• [EXERCISE REQUIREMENTS]:
1 – Transcribe the part of the blog post below that opens with the words containing "Diversity is a" and closes with "15 administrative regions.".
2 – Answer from the blog post below:
(a) How many administrative regions is Quebec already divided into?
(b) Which country's model does the writer propose?
(c) Which powers would the province keep?

• [GIVEN PASSAGE]:
--------

Here we go again Canada!; smaller provinces with more autonomy and… direct democracy, will help Canada leap forward, and your country too.

This is the continuation of a previous blog about reforming all representative democracies to also have direct democracy, which really means more power for the voters and less power for the politicians in the executive and the legislative at all government levels.

Diversity is a great idea; let us push it further, to the beauty of cultural diversity let us add more territorial diversity. That is what the Swiss have done with amazing results.

Perhaps you thought I was crazy when I wrote about having 25-26 provinces out of what now is Quebec. Well, you may be surprised to learn that Quebec is already divided into 15 administrative regions.

This means the people of Quebec recognise, French-speakers are diverse among themselves, like non-French-speakers, are diverse. They are diverse because they live in different geographic areas. The people of each area are also different because of their economy, their natural resources, climate, history, etc.

Since Quebec already has 15 administrative regions, it should not be too difficult to turn them into provinces. They could be called regions, but would assume most of the power of the province. The province would keep the powers the people of each region, by referendum, decide they do not want to have.

I propose the Swiss model because Swiss model “pushes power down to the cantons (provinces) and the municipalities”. The Canadian federal government would lose some powers to the current province, just like the province will lose power to the municipalities and, this is key, all governments and parliaments will lose power to the voters; voters will decide issues and laws, not just elect representatives.

Do not fear too much government if we divide countries into much smaller units where voters have decisive decision-making powers, it will not happen under this system.

--------

• [DATA EXCERPTS]:
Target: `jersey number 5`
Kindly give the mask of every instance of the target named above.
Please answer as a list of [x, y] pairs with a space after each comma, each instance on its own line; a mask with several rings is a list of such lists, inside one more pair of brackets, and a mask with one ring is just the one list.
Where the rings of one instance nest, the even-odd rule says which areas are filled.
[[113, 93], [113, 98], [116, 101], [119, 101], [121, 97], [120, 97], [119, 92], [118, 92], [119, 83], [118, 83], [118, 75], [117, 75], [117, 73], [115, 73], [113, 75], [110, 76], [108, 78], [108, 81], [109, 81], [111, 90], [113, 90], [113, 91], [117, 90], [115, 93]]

--------

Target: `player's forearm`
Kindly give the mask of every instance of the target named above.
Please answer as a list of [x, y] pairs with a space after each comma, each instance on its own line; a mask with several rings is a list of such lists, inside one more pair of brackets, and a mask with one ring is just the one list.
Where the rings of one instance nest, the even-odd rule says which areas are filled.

--------

• [RESPONSE LIST]:
1 –
Diversity is a great idea; let us push it further, to the beauty of cultural diversity let us add more territorial diversity. That is what the Swiss have done with amazing results.

Perhaps you thought I was crazy when I wrote about having 25-26 provinces out of what now is Quebec. Well, you may be surprised to learn that Quebec is already divided into 15 administrative regions.

2 –
(a) 15
(b) The Swiss model
(c) The powers that the people of each region decide, by referendum, they do not want to have